Please swap each "detector" for "localizer" throughout the entries below, then write all of them out again with nothing else altered.
━━ Extracted records
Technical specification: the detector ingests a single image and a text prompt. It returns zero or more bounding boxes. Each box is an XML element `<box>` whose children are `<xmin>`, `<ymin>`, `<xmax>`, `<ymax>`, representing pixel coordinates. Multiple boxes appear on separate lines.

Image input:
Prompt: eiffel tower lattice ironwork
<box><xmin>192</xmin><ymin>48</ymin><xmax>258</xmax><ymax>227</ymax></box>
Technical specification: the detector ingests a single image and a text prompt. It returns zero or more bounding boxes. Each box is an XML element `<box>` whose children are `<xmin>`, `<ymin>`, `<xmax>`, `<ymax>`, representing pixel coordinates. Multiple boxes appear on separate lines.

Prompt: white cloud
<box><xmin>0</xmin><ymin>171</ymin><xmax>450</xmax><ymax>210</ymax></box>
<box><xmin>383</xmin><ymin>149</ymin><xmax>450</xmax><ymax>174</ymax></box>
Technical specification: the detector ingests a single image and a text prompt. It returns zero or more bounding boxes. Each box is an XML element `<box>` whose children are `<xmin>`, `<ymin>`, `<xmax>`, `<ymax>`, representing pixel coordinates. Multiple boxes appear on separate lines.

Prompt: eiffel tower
━━━━
** The response **
Technical specification: the localizer ingests a single image and a text prompt. It returns zero or more bounding boxes. Each box is an XML element `<box>` whose children are `<xmin>`, `<ymin>`, `<xmax>`, `<ymax>`, representing pixel coordinates. Multiple boxes appear on separate lines.

Image input:
Prompt: eiffel tower lattice ironwork
<box><xmin>192</xmin><ymin>48</ymin><xmax>258</xmax><ymax>227</ymax></box>
Technical specification: the localizer ingests a single image and a text prompt. It returns zero or more bounding boxes. Each box is an XML element `<box>` whose children are `<xmin>`, `<ymin>`, `<xmax>`, `<ymax>`, representing pixel coordinates. Multiple boxes appear on separate lines.

Prompt: white cloud
<box><xmin>0</xmin><ymin>171</ymin><xmax>450</xmax><ymax>210</ymax></box>
<box><xmin>383</xmin><ymin>149</ymin><xmax>450</xmax><ymax>174</ymax></box>
Technical specification: the localizer ingests a single image and a text prompt. It returns zero or more bounding boxes. Each box is an XML element `<box>` whose children are `<xmin>`, `<ymin>`, `<xmax>`, `<ymax>`, representing pixel coordinates. Multiple boxes appear on separate lines.

Prompt: eiffel tower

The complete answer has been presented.